Extend the patch text on the cached red-black tree root, picking up right after its last line.

▶ _Text segment_:
▼

This patch introduces a new 'struct rb_root_cached' which is just the
root with a cached pointer to the leftmost node. The reason why the
regular rb_root was not extended instead of adding a new structure was
that this allows the user to have the choice between memory footprint
and actual tree performance. The new wrappers on top of the regular
rb_root calls are:
- rb_first_cached(cached_root) -- which is a fast replacement
for rb_first.
- rb_insert_color_cached(node, cached_root, new)
- rb_erase_cached(node, cached_root)
In addition, augmented cached interfaces are also added for basic
insertion and deletion operations; which becomes important for the
interval tree changes.
With the exception of the inserts, which adds a bool for updating the
new leftmost, the interfaces are kept the same. To this end, porting rb
users to the cached version becomes really trivial, and keeping current
rbtree semantics for users that don't care about the optimization
requires zero overhead.
Link: http://lkml.kernel.org/r/20170719014603.19029-2-dave@stgolabs.net
Signed-off-by: Davidlohr Bueso <dbueso(a)suse.de>
Reviewed-by: Jan Kara <jack(a)suse.cz>
Acked-by: Peter Zijlstra (Intel) <peterz(a)infradead.org>
Signed-off-by: Andrew Morton <akpm(a)linux-foundation.org>
Signed-off-by: Linus Torvalds <torvalds(a)linux-foundation.org>
Signed-off-by: Ben Hutchings <ben(a)decadent.org.uk>
---
Documentation/rbtree.txt | 33 +++++++++++++++++++++++++++++++
include/linux/rbtree.h | 21 ++++++++++++++++++++
include/linux/rbtree_augmented.h | 33 ++++++++++++++++++++++++++++---
lib/rbtree.c | 34 +++++++++++++++++++++++++++-----
4 files changed, 113 insertions(+), 8 deletions(-)

▲

▶ _Material shown_:
▼

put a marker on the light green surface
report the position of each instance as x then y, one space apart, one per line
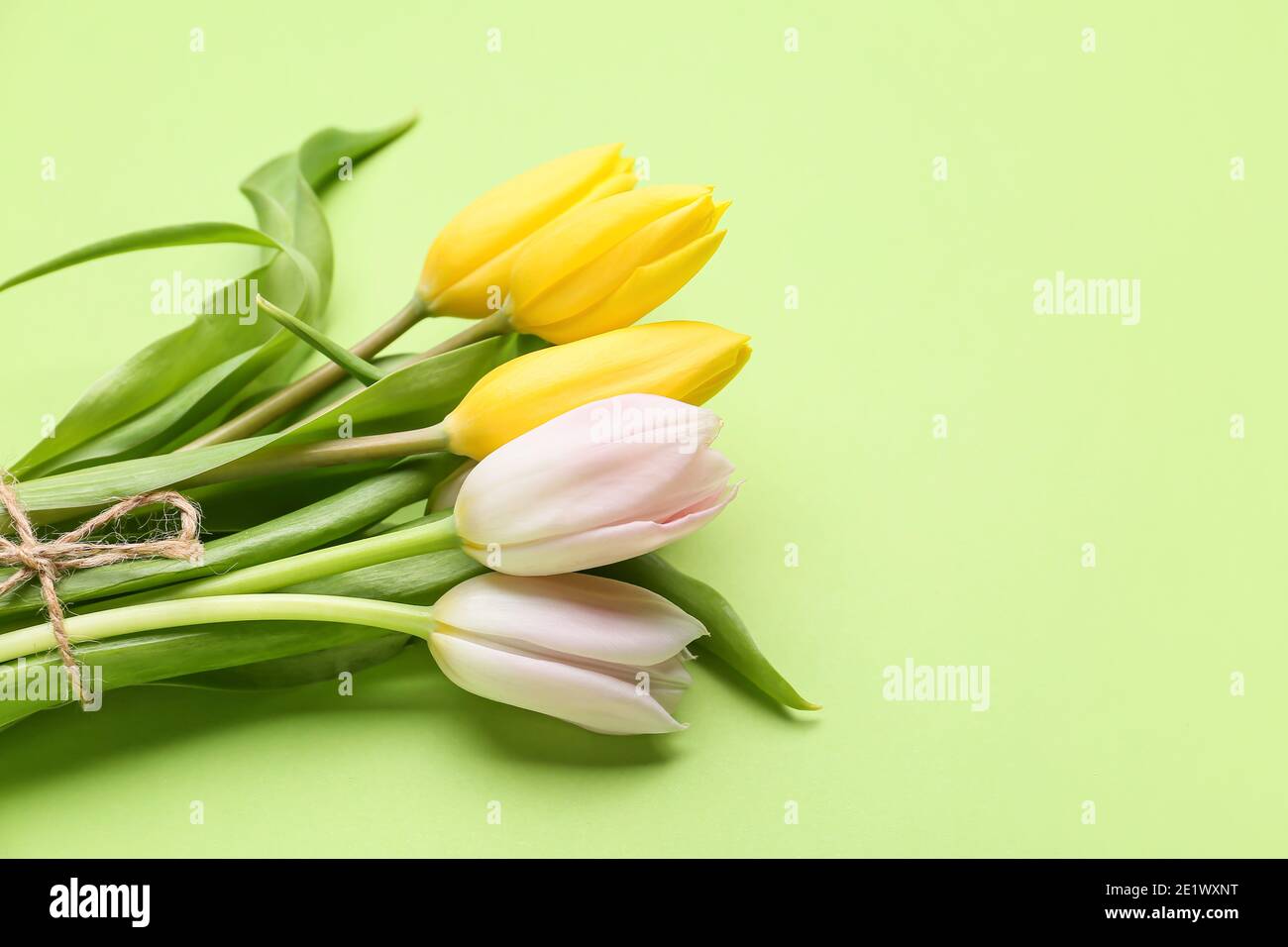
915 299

▲
▼

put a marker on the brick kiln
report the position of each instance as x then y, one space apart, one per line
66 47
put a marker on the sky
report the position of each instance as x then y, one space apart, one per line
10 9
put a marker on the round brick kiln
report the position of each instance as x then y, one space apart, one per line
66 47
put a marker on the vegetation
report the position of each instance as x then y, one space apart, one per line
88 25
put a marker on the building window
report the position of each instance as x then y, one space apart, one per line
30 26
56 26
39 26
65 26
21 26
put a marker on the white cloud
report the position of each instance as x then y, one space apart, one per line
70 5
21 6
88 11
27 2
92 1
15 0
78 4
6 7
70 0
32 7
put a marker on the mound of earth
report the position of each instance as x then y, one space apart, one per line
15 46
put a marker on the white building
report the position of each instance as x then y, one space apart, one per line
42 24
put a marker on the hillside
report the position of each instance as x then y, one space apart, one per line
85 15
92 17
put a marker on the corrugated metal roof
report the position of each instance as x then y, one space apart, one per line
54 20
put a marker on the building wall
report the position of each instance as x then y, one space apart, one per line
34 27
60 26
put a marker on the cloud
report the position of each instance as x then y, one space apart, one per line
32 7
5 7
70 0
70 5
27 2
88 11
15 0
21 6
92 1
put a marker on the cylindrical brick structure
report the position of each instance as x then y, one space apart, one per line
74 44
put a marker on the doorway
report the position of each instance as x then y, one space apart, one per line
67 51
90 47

▲

▶ _Final result_:
diff --git a/Documentation/rbtree.txt b/Documentation/rbtree.txt
index b9d9cc57be18..9fedfedfd85f 100644
--- a/Documentation/rbtree.txt
+++ b/Documentation/rbtree.txt
@@ -190,6 +190,39 @@ rb_entry(node, type, member).
for (node = rb_first(&mytree); node; node = rb_next(node))
printk("key=%s\n", rb_entry(node, struct mytype, node)->keystring);
+Cached rbtrees
+--------------
+
+Computing the leftmost (smallest) node is quite a common task for binary
+search trees, such as for traversals or users relying on a the particular
+order for their own logic. To this end, users can use 'struct rb_root_cached'
+to optimize O(logN) rb_first() calls to a simple pointer fetch avoiding
+potentially expensive tree iterations. This is done at negligible runtime
+overhead for maintanence; albeit larger memory footprint.
+
+Similar to the rb_root structure, cached rbtrees are initialized to be
+empty via:
+
+ struct rb_root_cached mytree = RB_ROOT_CACHED;
+
+Cached rbtree is simply a regular rb_root with an extra pointer to cache the
+leftmost node. This allows rb_root_cached to exist wherever rb_root does,
+which permits augmented trees to be supported as well as only a few extra
+interfaces:
+
+ struct rb_node *rb_first_cached(struct rb_root_cached *tree);
+ void rb_insert_color_cached(struct rb_node *, struct rb_root_cached *, bool);
+ void rb_erase_cached(struct rb_node *node, struct rb_root_cached *);
+
+Both insert and erase calls have their respective counterpart of augmented
+trees:
+
+ void rb_insert_augmented_cached(struct rb_node *node, struct rb_root_cached *,
+ bool, struct rb_augment_callbacks *);
+ void rb_erase_augmented_cached(struct rb_node *, struct rb_root_cached *,
+ struct rb_augment_callbacks *);
+
+
Support for Augmented rbtrees
-----------------------------
diff --git a/include/linux/rbtree.h b/include/linux/rbtree.h
index e585018498d5..d574361943ea 100644
--- a/include/linux/rbtree.h
+++ b/include/linux/rbtree.h
@@ -44,10 +44,25 @@ struct rb_root {
struct rb_node *rb_node;
};
+/*
+ * Leftmost-cached rbtrees.
+ *
+ * We do not cache the rightmost node based on footprint
+ * size vs number of potential users that could benefit
+ * from O(1) rb_last(). Just not worth it, users that want
+ * this feature can always implement the logic explicitly.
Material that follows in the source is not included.